Reading text:
- Founding Member Countries
- Type: Defence pact
- Context: Heightened regional instability due to the 2026 Iran war
- Signed: 7 August 2026; 50 days ago
- Location: Mecca, Saudi Arabia
- Replaces: Strategic Mutual Defence Agreement
- Signatories: Shehbaz Sharif Mohammed bin Salman Recep Tayyip Erdoğan
- Parties: Pakistan Saudi Arabia Turkey

= Mecca Joint Defence Agreement =

2026 trilateral defence pact

The Mecca Joint Defence Agreement, formally the Mecca Defence Alliance, is a defence pact between Pakistan, Saudi Arabia, and Turkey signed into force on 7 August 2026. It builds upon the earlier Strategic Mutual Defence Agreement signed between Pakistan and Saudi Arabia on 17 September 2025 to include Turkey. The pact's ratification was officially announced amidst the 2026 Iran war. The text has not been released.

The Mecca Defence Alliance enshrines a collective security arrangement modelled on Article 5 of NATO, with its official announcement stating that "any armed attack against any one of the three states shall be regarded as an attack against them all." The trilateral pact has been described by Steven A. Cook as a "major change" in Middle East geopolitics, and the first institutional arrangement of its kind in the region.

The effectiveness and credibility of the defence pact have come under question following the absence of a military response from Pakistan and Turkey to Houthi attacks on Saudi Arabia, including attacks affecting the holy city of Mecca.

==Background==

Saudi Arabia and Pakistan first established a bilateral collective-defence commitment through the Strategic Mutual Defence Agreement (SMDA), signed on 17 September 2025 at Al-Yamamah Palace in Riyadh by Crown Prince Mohammed bin Salman and Prime Minister Shehbaz Sharif. That agreement formalised decades of military co-operation between the two countries, during which Pakistan had long provided training and technical assistance to Saudi forces. Turkey and Pakistan had separately deepened their own defence ties, exchanging warships and training aircraft, and in 2023, Saudi Arabia agreed to purchase Turkish drones. By mid-2026, Pakistan deployed several thousand troops, fighter aircraft, drones and an air-defence system, to Saudi Arabia, and opened talks with Kuwait in July 2026 on an expanded security arrangement.

The trilateral pact was signed amid rising regional tensions in the Middle East. Saudi Arabia, alongside other Arab nations, was struck by Iran, after the opening of the 2026 Iran war, which threatened oil exports and stability. Turkey and Pakistan, while less directly exposed to the fighting, were reportedly concerned about growing instability.

==Signing==
Pakistani Prime Minister Shehbaz Sharif arrived in Jeddah on 6 August 2026 and performed the Umrah pilgrimage in Mecca the following day while Turkish president Recep Tayyip Erdoğan met Crown Prince Mohammed bin Salman. The collective security agreement was formally concluded in Mecca.

===Official statement===

At the gracious invitation of Custodian of the Two Holy Mosques King Salman bin Abdulaziz Al Saud, President of the Republic of Türkiye Recep Tayyip Erdoğan and Prime Minister of the Islamic Republic of Pakistan Muhammad Shehbaz Sharif paid a visit to the Kingdom of Saudi Arabia on August 7, 2026.
His Royal Highness Prince Mohammed bin Salman bin Abdulaziz Al Saud, Crown Prince and Prime Minister, received President Erdoğan and Prime Minister Sharif at Al-Safa Palace in Makkah, where the Makkah Al-Mukarramah Summit for Joint Defence was held, during which the distinguished relations between the Kingdom of Saudi Arabia, the Republic of Türkiye, and the Islamic Republic of Pakistan were reviewed, along with several issues of mutual interest.

Data supplied:
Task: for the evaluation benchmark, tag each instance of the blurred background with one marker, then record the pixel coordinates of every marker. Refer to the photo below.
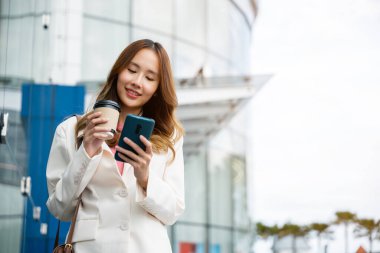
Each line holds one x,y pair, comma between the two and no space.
279,100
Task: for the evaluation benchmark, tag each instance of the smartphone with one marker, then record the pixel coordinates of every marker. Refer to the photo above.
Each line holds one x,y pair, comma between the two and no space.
134,126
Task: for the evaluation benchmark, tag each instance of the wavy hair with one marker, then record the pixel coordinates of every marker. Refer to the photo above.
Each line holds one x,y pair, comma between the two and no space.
161,107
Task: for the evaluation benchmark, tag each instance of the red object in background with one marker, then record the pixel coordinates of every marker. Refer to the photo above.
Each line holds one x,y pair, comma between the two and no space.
361,250
187,247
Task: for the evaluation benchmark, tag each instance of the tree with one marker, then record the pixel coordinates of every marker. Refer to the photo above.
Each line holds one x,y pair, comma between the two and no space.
266,232
295,232
322,230
368,228
345,218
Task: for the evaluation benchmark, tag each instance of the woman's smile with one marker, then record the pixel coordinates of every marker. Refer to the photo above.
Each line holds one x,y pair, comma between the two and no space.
132,94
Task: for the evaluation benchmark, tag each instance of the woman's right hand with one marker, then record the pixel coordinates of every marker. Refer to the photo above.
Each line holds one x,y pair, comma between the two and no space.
94,135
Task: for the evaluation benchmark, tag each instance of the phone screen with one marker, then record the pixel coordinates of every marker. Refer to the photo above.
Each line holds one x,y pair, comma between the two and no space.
134,126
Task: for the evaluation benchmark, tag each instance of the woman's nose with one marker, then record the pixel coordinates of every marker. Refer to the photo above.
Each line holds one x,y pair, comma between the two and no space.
138,80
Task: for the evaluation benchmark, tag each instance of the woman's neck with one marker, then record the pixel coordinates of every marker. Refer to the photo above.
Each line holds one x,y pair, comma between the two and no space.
125,111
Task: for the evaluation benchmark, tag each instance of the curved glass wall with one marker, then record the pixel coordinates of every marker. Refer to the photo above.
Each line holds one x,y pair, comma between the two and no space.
211,36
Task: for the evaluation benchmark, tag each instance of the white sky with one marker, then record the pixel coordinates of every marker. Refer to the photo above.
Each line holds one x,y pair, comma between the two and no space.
316,124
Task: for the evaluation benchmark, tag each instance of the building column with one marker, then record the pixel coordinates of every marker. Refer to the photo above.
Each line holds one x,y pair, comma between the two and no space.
43,108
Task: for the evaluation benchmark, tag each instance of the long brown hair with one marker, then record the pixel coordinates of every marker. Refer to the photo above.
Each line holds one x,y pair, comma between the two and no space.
161,107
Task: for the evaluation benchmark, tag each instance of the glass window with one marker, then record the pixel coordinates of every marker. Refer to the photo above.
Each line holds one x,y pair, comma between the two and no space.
220,188
195,189
189,239
220,241
12,163
188,60
102,44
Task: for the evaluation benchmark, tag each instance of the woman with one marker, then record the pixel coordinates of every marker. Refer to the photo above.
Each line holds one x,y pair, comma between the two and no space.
124,206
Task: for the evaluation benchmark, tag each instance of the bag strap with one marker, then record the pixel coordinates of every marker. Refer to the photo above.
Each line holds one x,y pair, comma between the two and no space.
73,221
72,226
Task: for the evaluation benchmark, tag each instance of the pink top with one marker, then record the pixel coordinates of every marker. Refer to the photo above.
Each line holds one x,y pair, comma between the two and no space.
120,165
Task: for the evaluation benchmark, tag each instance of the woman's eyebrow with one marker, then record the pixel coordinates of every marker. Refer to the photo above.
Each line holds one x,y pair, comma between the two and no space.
138,66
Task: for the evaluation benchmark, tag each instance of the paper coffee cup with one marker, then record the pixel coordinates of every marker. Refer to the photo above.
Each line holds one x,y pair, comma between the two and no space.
111,110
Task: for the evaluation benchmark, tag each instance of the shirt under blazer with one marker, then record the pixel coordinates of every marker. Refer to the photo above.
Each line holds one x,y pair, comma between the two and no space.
115,214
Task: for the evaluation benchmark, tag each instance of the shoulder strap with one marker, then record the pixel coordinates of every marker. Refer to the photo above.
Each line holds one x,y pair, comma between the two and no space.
72,226
73,221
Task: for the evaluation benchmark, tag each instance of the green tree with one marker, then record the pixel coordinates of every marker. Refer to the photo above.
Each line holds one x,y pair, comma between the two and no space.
368,228
295,231
266,232
345,218
322,231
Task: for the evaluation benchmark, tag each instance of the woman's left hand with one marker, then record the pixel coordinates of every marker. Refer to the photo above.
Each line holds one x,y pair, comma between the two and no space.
140,161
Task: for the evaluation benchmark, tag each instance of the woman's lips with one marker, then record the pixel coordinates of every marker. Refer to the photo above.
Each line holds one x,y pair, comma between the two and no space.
132,94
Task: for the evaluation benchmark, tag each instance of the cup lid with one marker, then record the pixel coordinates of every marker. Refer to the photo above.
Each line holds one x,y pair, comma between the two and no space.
107,103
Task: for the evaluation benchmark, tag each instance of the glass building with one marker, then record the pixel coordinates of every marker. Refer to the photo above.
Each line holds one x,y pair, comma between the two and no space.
55,55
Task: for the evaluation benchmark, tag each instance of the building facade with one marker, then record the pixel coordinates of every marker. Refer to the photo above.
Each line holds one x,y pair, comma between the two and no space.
47,45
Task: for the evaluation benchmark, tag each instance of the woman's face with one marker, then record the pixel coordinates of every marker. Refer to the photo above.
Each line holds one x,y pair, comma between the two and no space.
139,81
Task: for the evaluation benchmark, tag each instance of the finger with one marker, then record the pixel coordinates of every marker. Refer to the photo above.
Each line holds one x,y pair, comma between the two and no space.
93,115
128,153
128,160
97,121
147,143
100,136
98,129
134,146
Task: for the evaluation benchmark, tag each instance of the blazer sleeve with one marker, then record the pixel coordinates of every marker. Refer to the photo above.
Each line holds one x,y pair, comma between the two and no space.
165,197
68,172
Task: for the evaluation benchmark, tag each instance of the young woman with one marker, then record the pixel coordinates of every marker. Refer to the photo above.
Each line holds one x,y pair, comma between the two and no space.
124,206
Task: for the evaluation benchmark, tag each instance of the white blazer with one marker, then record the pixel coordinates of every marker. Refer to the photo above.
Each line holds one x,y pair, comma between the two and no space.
115,214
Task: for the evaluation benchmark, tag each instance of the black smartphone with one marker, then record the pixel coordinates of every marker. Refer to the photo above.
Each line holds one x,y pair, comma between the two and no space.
134,126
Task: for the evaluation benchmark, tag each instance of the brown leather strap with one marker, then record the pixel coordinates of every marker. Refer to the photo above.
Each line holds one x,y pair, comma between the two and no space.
73,221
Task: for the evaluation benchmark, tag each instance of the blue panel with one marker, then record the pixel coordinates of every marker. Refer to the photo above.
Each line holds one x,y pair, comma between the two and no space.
43,108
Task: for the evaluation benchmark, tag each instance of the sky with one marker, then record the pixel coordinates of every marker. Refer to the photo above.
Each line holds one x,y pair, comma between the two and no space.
316,123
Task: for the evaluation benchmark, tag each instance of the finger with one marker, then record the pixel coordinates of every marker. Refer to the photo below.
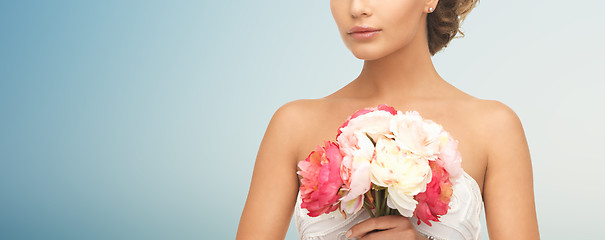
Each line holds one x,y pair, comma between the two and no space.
377,223
395,233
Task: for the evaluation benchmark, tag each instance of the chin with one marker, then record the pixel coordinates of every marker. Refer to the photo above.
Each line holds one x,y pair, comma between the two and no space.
367,53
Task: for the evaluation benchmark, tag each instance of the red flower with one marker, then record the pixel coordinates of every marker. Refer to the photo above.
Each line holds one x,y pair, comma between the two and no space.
321,180
434,202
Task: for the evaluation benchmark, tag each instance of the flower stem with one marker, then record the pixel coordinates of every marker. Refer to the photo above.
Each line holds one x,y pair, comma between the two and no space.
368,209
379,201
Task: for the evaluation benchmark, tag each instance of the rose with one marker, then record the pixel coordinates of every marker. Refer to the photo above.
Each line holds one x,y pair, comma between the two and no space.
355,138
321,180
435,200
402,172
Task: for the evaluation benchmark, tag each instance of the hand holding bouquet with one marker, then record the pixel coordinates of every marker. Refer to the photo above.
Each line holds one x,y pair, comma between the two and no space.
386,161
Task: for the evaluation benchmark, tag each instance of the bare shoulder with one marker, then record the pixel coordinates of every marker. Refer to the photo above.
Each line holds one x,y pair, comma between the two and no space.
508,185
496,118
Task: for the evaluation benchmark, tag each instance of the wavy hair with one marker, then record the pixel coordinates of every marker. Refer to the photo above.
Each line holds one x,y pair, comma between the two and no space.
445,21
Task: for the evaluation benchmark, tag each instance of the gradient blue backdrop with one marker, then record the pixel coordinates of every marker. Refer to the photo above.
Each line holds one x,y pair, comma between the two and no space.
142,119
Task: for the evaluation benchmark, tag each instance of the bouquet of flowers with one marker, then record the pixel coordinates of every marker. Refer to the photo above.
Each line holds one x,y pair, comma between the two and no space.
386,161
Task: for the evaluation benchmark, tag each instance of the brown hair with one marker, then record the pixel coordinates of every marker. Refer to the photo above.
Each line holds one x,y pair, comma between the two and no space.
445,21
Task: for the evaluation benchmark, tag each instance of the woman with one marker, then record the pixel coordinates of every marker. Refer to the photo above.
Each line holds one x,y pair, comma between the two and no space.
396,40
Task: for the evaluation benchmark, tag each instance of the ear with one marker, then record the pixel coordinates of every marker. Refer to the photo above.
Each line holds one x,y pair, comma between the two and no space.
430,4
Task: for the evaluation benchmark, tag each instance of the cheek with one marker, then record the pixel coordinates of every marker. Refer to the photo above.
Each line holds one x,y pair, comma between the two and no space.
340,12
401,21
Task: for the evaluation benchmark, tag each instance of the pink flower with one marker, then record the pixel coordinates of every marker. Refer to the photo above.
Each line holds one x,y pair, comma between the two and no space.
355,138
382,107
435,200
321,180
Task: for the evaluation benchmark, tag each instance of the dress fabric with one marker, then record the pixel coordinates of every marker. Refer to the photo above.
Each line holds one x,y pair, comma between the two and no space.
462,220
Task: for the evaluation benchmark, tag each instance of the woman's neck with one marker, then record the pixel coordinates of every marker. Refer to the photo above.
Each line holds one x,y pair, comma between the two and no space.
404,74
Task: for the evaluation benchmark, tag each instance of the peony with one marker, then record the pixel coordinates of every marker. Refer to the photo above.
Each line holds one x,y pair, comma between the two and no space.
355,139
402,172
415,134
321,179
435,200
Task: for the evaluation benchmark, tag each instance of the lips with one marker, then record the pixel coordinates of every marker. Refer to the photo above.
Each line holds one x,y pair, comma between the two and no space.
359,29
363,32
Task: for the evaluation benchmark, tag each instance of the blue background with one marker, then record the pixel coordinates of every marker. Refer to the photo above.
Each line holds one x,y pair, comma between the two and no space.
142,119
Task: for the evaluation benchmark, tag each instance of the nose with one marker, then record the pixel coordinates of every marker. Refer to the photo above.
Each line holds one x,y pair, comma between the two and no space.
359,8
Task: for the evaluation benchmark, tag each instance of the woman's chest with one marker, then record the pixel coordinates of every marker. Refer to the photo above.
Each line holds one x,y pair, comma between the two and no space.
460,124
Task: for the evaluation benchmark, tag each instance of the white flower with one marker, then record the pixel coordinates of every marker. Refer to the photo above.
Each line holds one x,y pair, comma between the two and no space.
403,172
415,134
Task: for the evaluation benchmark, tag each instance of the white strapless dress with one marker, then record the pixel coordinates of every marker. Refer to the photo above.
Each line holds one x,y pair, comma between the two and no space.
462,220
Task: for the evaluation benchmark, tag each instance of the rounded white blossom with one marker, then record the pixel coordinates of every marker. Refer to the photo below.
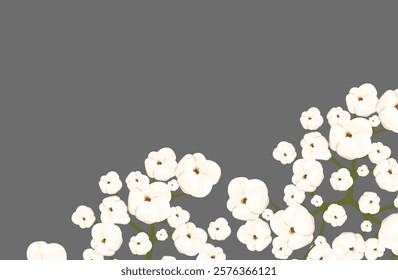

Exercise instructions:
- A) Revise the stretch of the Mecca pact article from "The Mecca Defence Alliance enshrines" through "in the region.", replacing "collective" with "mutual".
- B) Pick up the Mecca pact article after its final sentence and carry it further.
The entries are separate material, independent of the Mecca pact article.

Responses for each task:
- A)
The Mecca Defence Alliance enshrines a mutual security arrangement modelled on Article 5 of NATO, with its official announcement stating that "any armed attack against any one of the three states shall be regarded as an attack against them all." The trilateral pact has been described by Steven A. Cook as a "major change" in Middle East geopolitics, and the first institutional arrangement of its kind in the region.

- B)
Guided by the longstanding historical ties among the three states, based on the enduring bonds of brotherhood and Islamic solidarity that unite them, and building upon their shared strategic interests and longstanding defence co-operation, HRH the Crown Prince, the President of Türkiye, and the Prime Minister of Pakistan signed the Makkah Joint Defence Agreement, reflecting the three states' shared commitment to further strengthening their collective security and to promoting peace, security, and stability in the region and beyond, in pursuit of a secure and prosperous future.
The agreement is intended to strengthen collective deterrence against any act of aggression, and stipulates that any armed attack against any one of the three states shall be regarded as an attack against them all. It further provides for the enhancement of all aspects of defence co-operation among the three states.

==Provisions==
According to a joint statement issued by the three governments, the agreement is intended to strengthen collective deterrence against aggression, with an armed attack on any one of the three states to be regarded as an attack on all three. The statement did not detail the specific military commitments or obligations undertaken by each party. A Turkish official characterised the agreement as purely defensive, stating it was not directed at any particular country, and did not nullify any existing accords with other nations.

==Analysis==
Analysts described the Jeddah–Mecca summit as symbolically significant, bringing together three influential Muslim-majority states at a moment of heightened regional uncertainty, and as a sign of growing security co-ordination among regional middle powers. Reactions to the pact's predecessor, the September 2025 Saudi–Pakistan agreement, had been mixed: Iranian state media described that earlier pact as non-threatening and potentially a step toward a broader regional security framework, while India maintained a neutral public position.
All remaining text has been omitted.